## SOURCE TEXT
□ □ □ □ □
Bump. Make it a sticky!


----------



## IGotId

some very nice straps! i can't wait to get my speedy! does hirsch make croc/gator straps with curved ends?


----------



## Toothbras

IGotId said:


> some very nice straps! i can't wait to get my speedy! does hirsch make croc/gator straps with curved ends?


Yes, check out the Hirsch Principal strap, I think you'll be impressed


----------



## magnito

I've never seen this combo posted before, but I figured I would share mine since I love it. Brown ostrich leather with matching stitching:








This was day one... it's worn in pretty nicely since


----------



## YellowDieselGolf

Not the best photo of the strap, but it's a $15 leather rally jobby from ebay.


----------



## eptaz

Love the Speedy straps! I generally like to keep it simple.

Here's a black, unpadded leather Omega strap:









Black, padded leather Omega strap:









Black one-piece nylon:









Flat vintage perf:









And, my favorite, Omega Kevlar:



























eric


----------



## premoon

My "Moon to Mars" with a bracelet matching the color of Mars planet. 

Phil.


----------



## CCJ

Like the look on this deBeer black leather strap.


----------



## mt1tdi

My Micah Metta:



















Combat Straps Ostrich:


----------



## mt1tdi

Summer mode!


----------



## Davide




----------



## JacksonExports

DiModell Racing Strap


----------



## shameless

speedy is one of few that can handle almost any sensible strap colour or texture -


----------



## mt1tdi

Whoa. That's pretty sweet, do you have a wrist shot?


----------



## MattOmega

How does this look to you?

It is a Dark Brown Leather Driver / Rallye strap.


----------



## DCOmegafan

Every time I question the speedy's status as my grail, I look at this thread. Doubts evaporate.


----------



## copperjohn

The ultimate strap thread. If links were provided for the suppliers, it'd be perfect.


----------



## CCJ

Love the Hirsch Carbon, especially in hot summer conditions:


----------



## saderules

Got this one in Sorrento Italy


----------



## JacksonExports

Leather NATO


----------



## Mikegpd

Just ordered the two Bellini straps and an OEM deployant. Can't wait.
□ □ □ □ □
(Point annotation listing)

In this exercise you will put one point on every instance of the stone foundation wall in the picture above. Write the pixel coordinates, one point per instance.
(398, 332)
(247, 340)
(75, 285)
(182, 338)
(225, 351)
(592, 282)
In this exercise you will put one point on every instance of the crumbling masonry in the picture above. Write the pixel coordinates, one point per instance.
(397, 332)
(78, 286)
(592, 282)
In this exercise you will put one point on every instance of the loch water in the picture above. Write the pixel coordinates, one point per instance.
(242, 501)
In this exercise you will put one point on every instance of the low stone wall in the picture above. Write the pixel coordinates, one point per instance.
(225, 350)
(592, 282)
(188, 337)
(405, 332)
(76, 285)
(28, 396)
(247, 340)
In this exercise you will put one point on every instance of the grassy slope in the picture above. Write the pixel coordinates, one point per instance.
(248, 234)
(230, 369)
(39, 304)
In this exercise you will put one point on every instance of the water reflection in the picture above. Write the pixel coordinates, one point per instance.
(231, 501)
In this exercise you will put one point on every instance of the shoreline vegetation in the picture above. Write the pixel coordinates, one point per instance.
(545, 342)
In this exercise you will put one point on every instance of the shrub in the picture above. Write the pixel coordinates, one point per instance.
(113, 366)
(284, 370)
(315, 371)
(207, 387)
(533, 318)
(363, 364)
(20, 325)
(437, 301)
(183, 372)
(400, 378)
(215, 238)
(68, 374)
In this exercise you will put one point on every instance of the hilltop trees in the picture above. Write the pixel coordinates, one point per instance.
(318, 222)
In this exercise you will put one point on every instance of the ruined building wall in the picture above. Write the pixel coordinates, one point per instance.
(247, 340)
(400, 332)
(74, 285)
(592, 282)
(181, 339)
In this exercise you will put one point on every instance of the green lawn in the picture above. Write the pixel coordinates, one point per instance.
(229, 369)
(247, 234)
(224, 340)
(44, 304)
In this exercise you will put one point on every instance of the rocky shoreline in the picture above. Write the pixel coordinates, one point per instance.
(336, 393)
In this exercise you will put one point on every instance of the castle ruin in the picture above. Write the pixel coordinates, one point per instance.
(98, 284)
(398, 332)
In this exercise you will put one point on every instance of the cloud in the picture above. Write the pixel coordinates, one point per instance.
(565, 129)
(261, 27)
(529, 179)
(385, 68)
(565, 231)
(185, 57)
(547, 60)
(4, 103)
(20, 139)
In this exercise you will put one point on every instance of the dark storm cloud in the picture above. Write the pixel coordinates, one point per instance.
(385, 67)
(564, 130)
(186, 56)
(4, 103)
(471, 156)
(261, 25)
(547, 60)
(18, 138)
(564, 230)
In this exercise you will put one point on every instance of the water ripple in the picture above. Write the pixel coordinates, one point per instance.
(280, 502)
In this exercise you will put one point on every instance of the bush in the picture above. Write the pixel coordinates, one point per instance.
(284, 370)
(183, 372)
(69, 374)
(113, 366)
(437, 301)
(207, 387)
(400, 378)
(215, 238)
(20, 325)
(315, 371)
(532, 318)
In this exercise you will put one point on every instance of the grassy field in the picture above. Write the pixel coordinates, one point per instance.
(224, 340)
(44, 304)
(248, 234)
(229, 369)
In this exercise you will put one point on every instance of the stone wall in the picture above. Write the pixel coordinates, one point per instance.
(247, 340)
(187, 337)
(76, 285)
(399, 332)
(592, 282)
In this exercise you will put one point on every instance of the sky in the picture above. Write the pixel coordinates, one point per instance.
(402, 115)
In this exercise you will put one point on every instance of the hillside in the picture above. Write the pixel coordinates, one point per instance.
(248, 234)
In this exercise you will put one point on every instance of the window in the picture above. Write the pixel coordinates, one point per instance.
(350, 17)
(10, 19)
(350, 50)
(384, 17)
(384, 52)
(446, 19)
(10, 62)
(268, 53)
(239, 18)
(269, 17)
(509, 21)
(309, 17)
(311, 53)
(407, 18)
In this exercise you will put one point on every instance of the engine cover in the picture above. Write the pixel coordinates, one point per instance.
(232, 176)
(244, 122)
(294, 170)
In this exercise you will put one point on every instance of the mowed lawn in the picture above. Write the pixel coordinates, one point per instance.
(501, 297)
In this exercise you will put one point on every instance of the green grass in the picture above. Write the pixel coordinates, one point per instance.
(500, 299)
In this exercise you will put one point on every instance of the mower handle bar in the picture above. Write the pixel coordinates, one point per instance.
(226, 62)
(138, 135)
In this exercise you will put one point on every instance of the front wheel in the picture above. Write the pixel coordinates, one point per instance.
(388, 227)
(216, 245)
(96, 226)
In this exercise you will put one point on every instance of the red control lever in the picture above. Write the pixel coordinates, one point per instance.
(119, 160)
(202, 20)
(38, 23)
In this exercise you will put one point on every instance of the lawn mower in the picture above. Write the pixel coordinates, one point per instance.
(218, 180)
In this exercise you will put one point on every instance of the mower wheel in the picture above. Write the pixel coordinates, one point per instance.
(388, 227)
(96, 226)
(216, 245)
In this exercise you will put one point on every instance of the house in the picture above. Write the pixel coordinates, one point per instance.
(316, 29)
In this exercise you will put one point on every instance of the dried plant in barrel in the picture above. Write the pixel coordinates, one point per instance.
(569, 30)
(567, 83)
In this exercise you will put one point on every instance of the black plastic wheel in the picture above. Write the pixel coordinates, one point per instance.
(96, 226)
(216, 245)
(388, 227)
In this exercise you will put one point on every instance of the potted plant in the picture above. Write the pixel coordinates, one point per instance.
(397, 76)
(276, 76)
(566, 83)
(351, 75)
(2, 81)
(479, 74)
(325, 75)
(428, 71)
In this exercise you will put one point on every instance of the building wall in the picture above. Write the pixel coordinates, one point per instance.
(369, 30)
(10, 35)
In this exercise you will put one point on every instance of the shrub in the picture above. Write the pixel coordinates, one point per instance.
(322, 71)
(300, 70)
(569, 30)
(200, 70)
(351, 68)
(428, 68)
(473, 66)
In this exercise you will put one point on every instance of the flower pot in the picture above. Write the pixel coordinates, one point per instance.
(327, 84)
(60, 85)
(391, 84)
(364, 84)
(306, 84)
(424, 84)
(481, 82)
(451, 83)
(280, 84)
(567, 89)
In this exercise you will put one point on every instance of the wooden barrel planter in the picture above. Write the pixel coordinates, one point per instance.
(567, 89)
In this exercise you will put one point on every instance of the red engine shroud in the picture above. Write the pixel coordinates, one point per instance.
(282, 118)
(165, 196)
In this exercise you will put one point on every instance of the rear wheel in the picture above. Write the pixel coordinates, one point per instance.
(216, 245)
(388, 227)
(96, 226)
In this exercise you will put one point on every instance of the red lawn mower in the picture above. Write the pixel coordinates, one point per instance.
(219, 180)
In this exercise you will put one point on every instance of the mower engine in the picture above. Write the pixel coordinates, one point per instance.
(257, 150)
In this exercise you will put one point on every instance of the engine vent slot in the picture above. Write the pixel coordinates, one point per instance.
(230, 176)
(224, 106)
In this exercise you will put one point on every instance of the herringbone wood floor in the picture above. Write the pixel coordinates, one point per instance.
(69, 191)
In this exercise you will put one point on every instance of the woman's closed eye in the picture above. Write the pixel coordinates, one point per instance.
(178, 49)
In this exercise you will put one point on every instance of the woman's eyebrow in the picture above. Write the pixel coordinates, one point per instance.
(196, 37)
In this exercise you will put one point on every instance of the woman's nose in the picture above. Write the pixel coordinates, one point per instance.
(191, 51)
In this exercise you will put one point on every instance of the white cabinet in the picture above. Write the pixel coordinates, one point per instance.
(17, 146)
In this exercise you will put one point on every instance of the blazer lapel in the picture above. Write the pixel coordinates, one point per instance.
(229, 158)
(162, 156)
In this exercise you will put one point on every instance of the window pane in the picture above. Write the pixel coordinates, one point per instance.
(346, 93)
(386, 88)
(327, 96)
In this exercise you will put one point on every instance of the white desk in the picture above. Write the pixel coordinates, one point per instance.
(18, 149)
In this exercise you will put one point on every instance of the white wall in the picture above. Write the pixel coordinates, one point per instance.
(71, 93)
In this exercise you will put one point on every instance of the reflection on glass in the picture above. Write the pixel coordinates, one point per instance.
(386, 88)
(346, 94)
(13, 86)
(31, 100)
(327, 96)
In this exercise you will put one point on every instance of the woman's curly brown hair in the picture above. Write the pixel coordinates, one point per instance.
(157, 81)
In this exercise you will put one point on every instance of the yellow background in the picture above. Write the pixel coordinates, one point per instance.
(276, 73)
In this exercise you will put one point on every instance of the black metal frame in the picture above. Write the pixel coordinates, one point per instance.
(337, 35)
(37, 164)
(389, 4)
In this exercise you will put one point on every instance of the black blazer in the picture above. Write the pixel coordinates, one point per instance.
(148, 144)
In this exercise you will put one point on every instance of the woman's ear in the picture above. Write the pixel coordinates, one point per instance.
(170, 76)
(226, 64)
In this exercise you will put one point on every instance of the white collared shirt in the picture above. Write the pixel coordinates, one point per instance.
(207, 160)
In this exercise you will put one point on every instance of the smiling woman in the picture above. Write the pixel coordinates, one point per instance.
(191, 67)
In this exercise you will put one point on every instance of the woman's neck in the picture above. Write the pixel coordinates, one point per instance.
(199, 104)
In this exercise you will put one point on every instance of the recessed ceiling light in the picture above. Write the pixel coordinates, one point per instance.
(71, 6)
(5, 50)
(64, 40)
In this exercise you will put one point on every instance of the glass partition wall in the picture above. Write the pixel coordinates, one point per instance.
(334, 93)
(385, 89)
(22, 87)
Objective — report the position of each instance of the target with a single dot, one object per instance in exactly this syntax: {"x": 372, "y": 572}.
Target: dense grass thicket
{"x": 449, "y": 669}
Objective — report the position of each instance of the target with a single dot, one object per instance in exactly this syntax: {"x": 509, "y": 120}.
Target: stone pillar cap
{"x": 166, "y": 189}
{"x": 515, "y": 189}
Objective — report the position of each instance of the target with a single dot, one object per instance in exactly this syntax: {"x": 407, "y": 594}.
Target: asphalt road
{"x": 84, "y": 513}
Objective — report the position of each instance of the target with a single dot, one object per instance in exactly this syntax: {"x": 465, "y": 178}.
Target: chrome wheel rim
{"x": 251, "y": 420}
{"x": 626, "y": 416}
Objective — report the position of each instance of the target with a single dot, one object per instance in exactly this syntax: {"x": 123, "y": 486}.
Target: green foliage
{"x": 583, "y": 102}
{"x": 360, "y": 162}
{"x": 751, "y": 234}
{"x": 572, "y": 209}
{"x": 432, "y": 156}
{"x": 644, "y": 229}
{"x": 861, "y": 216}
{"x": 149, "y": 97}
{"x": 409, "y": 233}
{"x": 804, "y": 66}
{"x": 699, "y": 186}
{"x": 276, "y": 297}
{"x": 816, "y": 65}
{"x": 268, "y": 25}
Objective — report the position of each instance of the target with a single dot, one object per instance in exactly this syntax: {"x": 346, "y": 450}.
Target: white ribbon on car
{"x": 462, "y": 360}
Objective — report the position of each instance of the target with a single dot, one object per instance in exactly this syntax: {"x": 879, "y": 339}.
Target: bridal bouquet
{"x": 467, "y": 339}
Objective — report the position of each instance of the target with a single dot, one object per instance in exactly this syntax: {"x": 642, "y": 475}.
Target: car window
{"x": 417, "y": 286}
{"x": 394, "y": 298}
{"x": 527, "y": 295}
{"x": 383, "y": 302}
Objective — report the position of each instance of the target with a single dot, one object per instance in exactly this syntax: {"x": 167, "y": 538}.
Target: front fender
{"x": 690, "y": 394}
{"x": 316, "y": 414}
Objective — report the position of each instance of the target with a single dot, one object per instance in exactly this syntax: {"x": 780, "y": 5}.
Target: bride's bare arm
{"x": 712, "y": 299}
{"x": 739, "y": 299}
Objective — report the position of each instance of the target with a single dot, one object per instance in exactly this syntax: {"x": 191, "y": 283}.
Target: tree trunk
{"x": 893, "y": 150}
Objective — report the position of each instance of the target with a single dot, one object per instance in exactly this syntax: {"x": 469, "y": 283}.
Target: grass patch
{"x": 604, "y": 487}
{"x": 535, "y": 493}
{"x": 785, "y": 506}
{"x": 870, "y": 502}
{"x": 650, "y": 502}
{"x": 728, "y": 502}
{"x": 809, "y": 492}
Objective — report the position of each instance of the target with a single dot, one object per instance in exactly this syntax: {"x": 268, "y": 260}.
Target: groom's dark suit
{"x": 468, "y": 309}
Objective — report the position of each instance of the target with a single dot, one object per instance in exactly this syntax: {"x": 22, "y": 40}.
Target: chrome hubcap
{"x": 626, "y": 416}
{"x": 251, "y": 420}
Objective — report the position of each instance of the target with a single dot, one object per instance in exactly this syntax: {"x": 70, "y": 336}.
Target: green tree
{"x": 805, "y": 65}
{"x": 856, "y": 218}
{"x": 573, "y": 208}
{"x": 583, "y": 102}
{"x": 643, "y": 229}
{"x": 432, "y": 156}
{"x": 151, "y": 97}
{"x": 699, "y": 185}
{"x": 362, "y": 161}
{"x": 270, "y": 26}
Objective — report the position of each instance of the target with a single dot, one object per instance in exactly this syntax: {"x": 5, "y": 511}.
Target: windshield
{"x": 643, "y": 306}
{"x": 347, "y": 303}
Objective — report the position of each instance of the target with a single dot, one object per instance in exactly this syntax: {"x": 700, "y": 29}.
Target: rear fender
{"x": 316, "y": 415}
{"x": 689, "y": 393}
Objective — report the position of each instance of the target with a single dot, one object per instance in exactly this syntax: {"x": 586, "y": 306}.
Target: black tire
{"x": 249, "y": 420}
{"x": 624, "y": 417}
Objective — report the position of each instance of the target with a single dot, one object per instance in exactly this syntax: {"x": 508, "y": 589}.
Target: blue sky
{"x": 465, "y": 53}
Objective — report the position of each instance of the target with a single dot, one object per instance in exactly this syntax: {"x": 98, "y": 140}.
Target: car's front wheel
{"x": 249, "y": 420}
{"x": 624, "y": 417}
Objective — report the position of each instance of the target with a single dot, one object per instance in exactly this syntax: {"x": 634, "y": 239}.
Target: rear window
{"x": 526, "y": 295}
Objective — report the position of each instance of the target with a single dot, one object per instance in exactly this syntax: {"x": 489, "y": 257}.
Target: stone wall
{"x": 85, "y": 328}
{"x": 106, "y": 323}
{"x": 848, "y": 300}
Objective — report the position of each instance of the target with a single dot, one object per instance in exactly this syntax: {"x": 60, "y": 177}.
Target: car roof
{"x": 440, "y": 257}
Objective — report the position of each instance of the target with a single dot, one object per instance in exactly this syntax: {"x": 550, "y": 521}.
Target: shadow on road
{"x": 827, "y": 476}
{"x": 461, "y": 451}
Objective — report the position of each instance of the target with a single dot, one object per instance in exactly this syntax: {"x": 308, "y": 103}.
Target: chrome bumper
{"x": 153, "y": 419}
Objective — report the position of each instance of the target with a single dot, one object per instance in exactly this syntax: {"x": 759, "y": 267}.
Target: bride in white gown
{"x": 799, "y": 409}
□ □ □ □ □
## SET EXERCISE
Edit the strap thread, starting with "## MattOmega" and going on through "thread. Doubts evaporate.", so that "Dark Brown" reads "Light Tan". Nothing in the listing is needed here.

## COMPLETE RESPONSE
## MattOmega

How does this look to you?

It is a Light Tan Leather Driver / Rallye strap.


----------



## DCOmegafan

Every time I question the speedy's status as my grail, I look at this thread. Doubts evaporate.